To be done -
1) From the Castro remarks transcript, extract the stretch from "FLO21801 Havana Television" through "[Crowd] Yes." word for word.
2) Decide whether each statement agrees with the Castro remarks transcript, answering yes or no and quoting the words of the transcript that settle it: (a) Nyerere spoke in English; (b) Castro says he has already visited the school for Western Sahara; (c) Castro says he wants to speak at length today.

Text shown -

Latin American Network Information Center - LANIC


Castro Remarks on Isle of Youth

FLO21801 Havana Television Service in Spanish 1145 GMT 1 Oct 85

[Remarks by President Fidel Castro on Isle of Youth during Tanzanian
President Julius Nyerere's visit on 1 October -- recorded]

[Text] [Castro] Dear comrades, I believe all of you speak Spanish, do you

[Crowd] Yes.

[Castro] You understand [Spanish]. Of course, Comrade Nyerere spoke in
English but there are many here who also speak English and there was a
translator for those who do not. As you know, I have visited this school
many times, usually, when foreign visitors come. We have schools for many
countries. We have a school for Angolans Angola is an independent country
-- for Mozambicans -- Mozambique is an independent country -- also for the
Congo, Ethiopia -- for independent countries. There are others which are
not for independent countries -- well, we have two. Basically, they are for
Namibia and Western Sahara. They are struggling for their independence. We
will have to visit Western Sahara's [School] some time. But the tradition
began with this school for Namibians which has been a priority when
visitors come to the island, for two reasons. First, because of the first
students who came and founded this school, the students who survived --
children, youth, adolescents -- the (Kasinta) Massacre, which you also
staged so well here. For this reason, it is already a tradition to visit
this school. I made many speeches [here]. Today, I do not want to speak too
long. I should imitate our brother Nyerere who was brief, although I cannot
imitate his eloquence because he said very warm and affectionate things
here this afternoon.

(Dataset rows)
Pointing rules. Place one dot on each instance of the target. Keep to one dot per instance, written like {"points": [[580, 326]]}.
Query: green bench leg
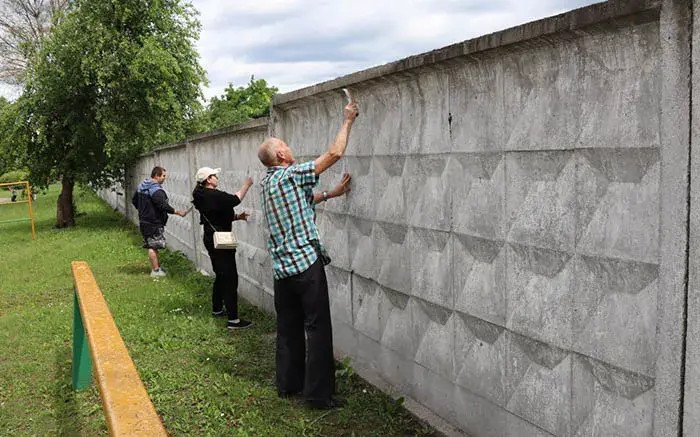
{"points": [[82, 364]]}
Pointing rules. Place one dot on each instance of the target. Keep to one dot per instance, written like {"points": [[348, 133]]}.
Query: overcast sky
{"points": [[296, 43]]}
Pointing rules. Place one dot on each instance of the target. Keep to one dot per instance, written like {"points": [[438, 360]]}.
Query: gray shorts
{"points": [[155, 239]]}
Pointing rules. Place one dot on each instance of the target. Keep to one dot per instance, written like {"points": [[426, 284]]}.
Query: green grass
{"points": [[203, 379]]}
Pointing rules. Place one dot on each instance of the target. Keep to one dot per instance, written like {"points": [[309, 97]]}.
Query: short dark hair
{"points": [[157, 171]]}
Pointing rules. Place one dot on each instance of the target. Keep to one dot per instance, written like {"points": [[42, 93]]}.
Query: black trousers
{"points": [[302, 306], [225, 291]]}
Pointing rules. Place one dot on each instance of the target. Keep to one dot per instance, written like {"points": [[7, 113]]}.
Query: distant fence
{"points": [[27, 188], [96, 340]]}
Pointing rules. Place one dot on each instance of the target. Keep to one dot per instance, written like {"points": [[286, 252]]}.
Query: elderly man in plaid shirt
{"points": [[298, 259]]}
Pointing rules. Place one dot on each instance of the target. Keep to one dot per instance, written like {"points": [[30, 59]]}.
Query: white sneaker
{"points": [[157, 273]]}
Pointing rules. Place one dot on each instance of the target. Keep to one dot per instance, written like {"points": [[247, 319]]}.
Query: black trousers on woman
{"points": [[302, 306], [223, 261]]}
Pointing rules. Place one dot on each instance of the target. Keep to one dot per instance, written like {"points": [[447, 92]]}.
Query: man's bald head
{"points": [[274, 151]]}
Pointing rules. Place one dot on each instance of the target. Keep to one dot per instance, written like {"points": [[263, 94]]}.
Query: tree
{"points": [[113, 80], [12, 136], [23, 25], [237, 105]]}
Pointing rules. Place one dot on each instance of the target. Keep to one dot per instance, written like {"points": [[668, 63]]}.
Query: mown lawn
{"points": [[203, 379]]}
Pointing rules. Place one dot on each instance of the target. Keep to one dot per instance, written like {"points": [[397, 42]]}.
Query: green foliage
{"points": [[203, 379], [13, 138], [237, 105], [113, 80]]}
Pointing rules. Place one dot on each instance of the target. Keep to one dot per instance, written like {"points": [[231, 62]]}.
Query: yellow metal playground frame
{"points": [[28, 202]]}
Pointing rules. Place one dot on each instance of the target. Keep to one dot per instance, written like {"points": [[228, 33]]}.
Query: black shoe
{"points": [[329, 404], [284, 394], [241, 324]]}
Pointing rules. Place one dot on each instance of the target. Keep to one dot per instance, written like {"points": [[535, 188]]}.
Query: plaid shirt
{"points": [[287, 200]]}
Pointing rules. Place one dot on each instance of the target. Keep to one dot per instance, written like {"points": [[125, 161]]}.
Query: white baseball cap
{"points": [[204, 172]]}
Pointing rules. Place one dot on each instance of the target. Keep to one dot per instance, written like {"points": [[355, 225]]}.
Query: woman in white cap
{"points": [[216, 214]]}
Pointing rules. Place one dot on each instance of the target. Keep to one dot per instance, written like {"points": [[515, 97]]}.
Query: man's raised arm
{"points": [[337, 149]]}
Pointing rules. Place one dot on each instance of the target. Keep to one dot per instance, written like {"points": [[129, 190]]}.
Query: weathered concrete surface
{"points": [[513, 253]]}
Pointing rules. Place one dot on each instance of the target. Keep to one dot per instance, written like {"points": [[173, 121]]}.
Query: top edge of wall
{"points": [[610, 14], [256, 124]]}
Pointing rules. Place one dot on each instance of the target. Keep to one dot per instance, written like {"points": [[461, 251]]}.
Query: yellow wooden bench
{"points": [[125, 402]]}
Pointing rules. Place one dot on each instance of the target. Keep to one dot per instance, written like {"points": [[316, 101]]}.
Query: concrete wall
{"points": [[514, 251]]}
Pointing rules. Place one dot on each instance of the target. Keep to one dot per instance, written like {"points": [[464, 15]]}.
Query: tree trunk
{"points": [[64, 210]]}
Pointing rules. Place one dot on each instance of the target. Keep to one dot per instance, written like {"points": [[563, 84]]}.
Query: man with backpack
{"points": [[152, 203]]}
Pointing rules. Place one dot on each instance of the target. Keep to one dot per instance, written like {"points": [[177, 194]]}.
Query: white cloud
{"points": [[296, 43]]}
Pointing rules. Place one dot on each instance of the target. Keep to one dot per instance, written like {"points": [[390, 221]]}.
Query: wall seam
{"points": [[686, 274]]}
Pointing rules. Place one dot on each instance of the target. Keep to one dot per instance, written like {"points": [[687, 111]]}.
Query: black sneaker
{"points": [[284, 394], [238, 325]]}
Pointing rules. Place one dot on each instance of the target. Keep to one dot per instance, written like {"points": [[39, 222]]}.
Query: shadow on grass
{"points": [[136, 269], [65, 403], [103, 220]]}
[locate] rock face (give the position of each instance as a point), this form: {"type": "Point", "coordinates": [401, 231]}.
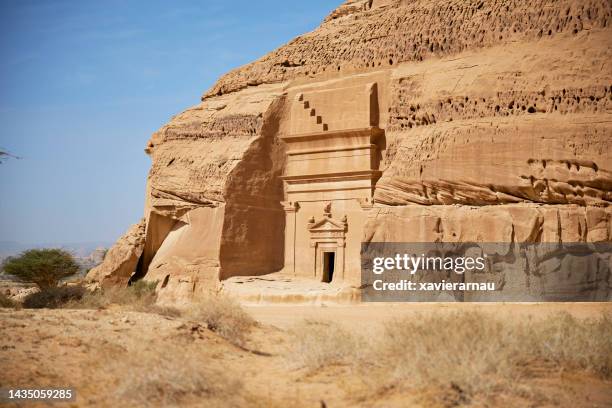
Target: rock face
{"type": "Point", "coordinates": [121, 260]}
{"type": "Point", "coordinates": [429, 120]}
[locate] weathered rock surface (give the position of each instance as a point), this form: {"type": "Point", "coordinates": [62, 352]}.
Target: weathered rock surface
{"type": "Point", "coordinates": [489, 120]}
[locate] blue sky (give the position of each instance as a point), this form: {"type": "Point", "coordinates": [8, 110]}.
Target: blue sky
{"type": "Point", "coordinates": [83, 84]}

Answers given -
1)
FLO21801 Havana Television Service in Spanish 1145 GMT 1 Oct 85

[Remarks by President Fidel Castro on Isle of Youth during Tanzanian
President Julius Nyerere's visit on 1 October -- recorded]

[Text] [Castro] Dear comrades, I believe all of you speak Spanish, do you

[Crowd] Yes.

2)
(a) Yes: "Of course, Comrade Nyerere spoke in English"
(b) No: "We will have to visit Western Sahara's [School] some time."
(c) No: "Today, I do not want to speak too long."